Silio Boccanera — Para começar, pelos nossos telespectadores que talvez ainda não conheçam você, conte um pouco da sua história. Você também já foi radical. Fale desse passado.
Usama Hasan —
Eu nasci no Quênia nos anos 1970. Meus pais se mudaram para Londres quando eu tinha quase 5 anos. Portanto, cresci em Londres com uma formação indiana e paquistanesa através dos meus pais, mas também era londrino de coração. Tenho uma família muito religiosa. Meus pais vieram de famílias de eruditos religiosos da Índia que migraram para o Paquistão na partição. Enfim, eu fui criado em Londres e estudei em instituições do mais alto nível. Em casa, a minha criação foi muito religiosa. Nós fazíamos as 5 orações diárias juntos. Minha mãe, meu pai e todos os filhos. Comecei a estudar o Alcorão quanto tinha 4 ou 5 anos. Entre os 5 e 11 anos, eu memorizei o Alcorão inteiro em casa quando chegava do colégio. Isso foi em árabe, lógico. Eu aprendi árabe e as disciplinas islâmicas a partir dessa base. Naturalmente, mantínhamos o jejum no Ramadã até no verão, quando o jejum era de 18h a 20h. Além disso, havia duas horas de orações à tarde e à noite. Devido à minha formação religiosa, eu me sentia muito desligado. Aliás, toda a nossa geração de muçulmanos devotos se sentia desligada da sociedade britânica, que não era religiosa e estava perdendo a noção de valores familiares. Havia a moralidade secular, claro. Nos anos 1960 e 1970, os EUA viveram a revolução secular. O povo adotou uma perspectiva e um estilo de vida muito libertário, vindo da Europa Ocidental. Nossos pais nos protegeram disso. Isso é comum. Muitos pais muçulmanos agem assim no Ocidente. Eles protegem seus filhos do mundo externo. Por exemplo, fomos proibidos de ouvir música. Só fui ouvir música com uns 35 anos de idade. Contato com o sexo oposto era proibido. Namorados ou namoradas estavam fora de questão. Estudamos em escolas com separação por sexo. Portanto, só conheci meninos até meu casamento, aos 24, 25 anos. Eu não conhecia mulheres.

** Material **
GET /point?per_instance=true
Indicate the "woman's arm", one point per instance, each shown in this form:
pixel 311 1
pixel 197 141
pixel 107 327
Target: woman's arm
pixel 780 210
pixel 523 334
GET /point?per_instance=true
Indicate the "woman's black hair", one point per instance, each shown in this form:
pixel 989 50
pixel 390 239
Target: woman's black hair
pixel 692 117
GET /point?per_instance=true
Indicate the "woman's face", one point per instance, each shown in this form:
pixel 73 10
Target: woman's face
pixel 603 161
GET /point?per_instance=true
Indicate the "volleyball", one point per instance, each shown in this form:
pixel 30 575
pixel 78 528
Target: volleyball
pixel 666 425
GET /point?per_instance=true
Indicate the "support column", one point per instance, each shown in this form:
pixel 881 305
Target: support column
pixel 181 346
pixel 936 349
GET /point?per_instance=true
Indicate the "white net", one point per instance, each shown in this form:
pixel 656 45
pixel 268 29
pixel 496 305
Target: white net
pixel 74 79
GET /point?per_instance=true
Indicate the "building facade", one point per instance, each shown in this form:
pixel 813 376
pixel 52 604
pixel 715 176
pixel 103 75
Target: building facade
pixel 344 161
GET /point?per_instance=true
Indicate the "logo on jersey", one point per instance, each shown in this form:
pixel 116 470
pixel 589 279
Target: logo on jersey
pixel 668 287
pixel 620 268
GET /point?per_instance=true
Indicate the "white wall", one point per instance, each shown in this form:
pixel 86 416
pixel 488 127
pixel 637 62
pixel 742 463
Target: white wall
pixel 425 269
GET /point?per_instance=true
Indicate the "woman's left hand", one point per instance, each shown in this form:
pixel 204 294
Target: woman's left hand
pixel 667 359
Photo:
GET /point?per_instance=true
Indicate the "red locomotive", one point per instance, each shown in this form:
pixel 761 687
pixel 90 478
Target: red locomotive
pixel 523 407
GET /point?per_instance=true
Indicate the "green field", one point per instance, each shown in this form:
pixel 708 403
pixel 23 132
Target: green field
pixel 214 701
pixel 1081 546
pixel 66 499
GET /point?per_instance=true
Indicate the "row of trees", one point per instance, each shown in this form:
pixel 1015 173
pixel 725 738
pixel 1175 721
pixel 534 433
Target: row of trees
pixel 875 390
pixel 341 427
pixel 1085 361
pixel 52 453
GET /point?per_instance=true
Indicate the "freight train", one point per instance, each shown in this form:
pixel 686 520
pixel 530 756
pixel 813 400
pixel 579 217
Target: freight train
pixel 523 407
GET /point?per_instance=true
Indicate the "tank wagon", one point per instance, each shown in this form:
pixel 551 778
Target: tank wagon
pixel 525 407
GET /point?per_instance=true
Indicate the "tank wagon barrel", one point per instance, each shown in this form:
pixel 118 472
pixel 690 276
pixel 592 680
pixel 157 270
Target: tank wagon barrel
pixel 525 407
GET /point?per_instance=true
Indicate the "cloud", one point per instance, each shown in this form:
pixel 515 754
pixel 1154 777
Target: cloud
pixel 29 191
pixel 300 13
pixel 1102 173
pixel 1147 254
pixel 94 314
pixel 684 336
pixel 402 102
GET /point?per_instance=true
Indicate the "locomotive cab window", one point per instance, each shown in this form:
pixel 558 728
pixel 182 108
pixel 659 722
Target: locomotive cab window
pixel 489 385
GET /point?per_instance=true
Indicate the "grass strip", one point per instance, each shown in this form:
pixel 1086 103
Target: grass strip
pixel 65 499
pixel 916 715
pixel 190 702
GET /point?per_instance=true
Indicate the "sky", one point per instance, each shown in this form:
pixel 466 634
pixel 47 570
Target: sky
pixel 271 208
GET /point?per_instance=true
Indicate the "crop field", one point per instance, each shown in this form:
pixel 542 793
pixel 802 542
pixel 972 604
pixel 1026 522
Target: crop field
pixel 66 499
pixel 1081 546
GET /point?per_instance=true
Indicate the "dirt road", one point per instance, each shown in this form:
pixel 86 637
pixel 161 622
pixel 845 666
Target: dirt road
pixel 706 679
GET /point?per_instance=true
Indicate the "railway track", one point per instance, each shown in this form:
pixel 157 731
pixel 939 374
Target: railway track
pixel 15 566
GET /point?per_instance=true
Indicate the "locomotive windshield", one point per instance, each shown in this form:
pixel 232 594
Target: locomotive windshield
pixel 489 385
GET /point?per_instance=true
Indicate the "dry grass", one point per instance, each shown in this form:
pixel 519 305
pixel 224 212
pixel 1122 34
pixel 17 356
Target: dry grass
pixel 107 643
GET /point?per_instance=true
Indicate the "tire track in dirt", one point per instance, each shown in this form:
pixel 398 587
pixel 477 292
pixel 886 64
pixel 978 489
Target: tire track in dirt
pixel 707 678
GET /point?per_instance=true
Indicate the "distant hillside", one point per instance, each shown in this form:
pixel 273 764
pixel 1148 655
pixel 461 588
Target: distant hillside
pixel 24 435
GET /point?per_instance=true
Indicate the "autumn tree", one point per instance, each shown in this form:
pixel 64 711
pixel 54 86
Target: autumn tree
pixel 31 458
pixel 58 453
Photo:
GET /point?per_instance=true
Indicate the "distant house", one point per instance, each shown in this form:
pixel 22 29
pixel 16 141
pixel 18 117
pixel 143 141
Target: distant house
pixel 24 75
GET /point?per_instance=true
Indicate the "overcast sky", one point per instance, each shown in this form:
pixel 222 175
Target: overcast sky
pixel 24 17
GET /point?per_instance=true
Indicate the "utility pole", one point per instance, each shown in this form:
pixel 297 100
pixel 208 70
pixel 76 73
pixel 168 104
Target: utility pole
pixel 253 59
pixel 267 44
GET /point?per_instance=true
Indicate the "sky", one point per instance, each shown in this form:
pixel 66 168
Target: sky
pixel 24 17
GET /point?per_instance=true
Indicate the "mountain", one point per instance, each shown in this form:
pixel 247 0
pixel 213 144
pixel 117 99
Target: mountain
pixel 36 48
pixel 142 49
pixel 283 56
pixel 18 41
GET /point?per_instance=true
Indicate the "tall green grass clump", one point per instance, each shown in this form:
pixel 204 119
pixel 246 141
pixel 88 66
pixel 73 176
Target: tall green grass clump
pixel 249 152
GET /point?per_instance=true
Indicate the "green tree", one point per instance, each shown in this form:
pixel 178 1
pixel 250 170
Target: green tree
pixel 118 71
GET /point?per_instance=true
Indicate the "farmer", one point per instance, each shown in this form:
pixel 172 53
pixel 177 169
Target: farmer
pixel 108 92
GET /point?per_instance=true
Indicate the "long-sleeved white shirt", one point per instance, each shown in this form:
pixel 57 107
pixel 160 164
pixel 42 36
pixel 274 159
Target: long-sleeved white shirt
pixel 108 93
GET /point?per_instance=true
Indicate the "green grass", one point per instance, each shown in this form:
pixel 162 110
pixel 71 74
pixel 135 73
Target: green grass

** Desafios **
A: Segundo o trecho da entrevista, em que faixa de idade Usama Hasan memorizou o Alcorão inteiro?
B: Dê continuidade ao trecho da entrevista a partir da última frase apresentada.

** Respostas em ordem **
A: Entre os 5 e os 11 anos.

B:
Silio Boccanera — Enquanto isso, no mundo lá fora…
Usama Hasan —
Era o oposto. Isso gera uma tensão imensa e é uma das explicações para o fascínio com a mensagem dos extremistas. Nos anos 1980 e 1990 na Inglaterra, muitos muçulmanos lidavam com uma crise de identidade entre o Oriente e o Ocidente. Entre a religião do Islã, que é muito conservadora, e uma Europa sem Deus ou religião. Além disso, havia o Islã político, que é uma força influente no mundo islâmico há 70, 80 anos, particularmente como uma reação pós-colonial, após séculos com grande parte do mundo muçulmano vivendo colonizado pelas potências europeias. Após a nossa independência e tudo mais, a mensagem do Islã mesclou com a política. Na nossa realidade, dos muçulmanos, o Islã nos deu forças para combater a colonização, representada pelo Ocidente. Enfim, eu cresci ouvindo retórica antiocidental. Vimos a revolução iraniana de 1979. Vimos o assassinato do Sadat. Houve a jihad afegã contra os soviéticos. Em casa, nas mesquitas e nos círculos muçulmanos, existia essa ideia que a nossa identidade real era a existência muçulmana e isso nos colocava contra o Ocidente. O mundo inteiro era nosso inimigo. As nações ocidentais, Israel… A Índia também.

Silio Boccanera — Por causa do Paquistão.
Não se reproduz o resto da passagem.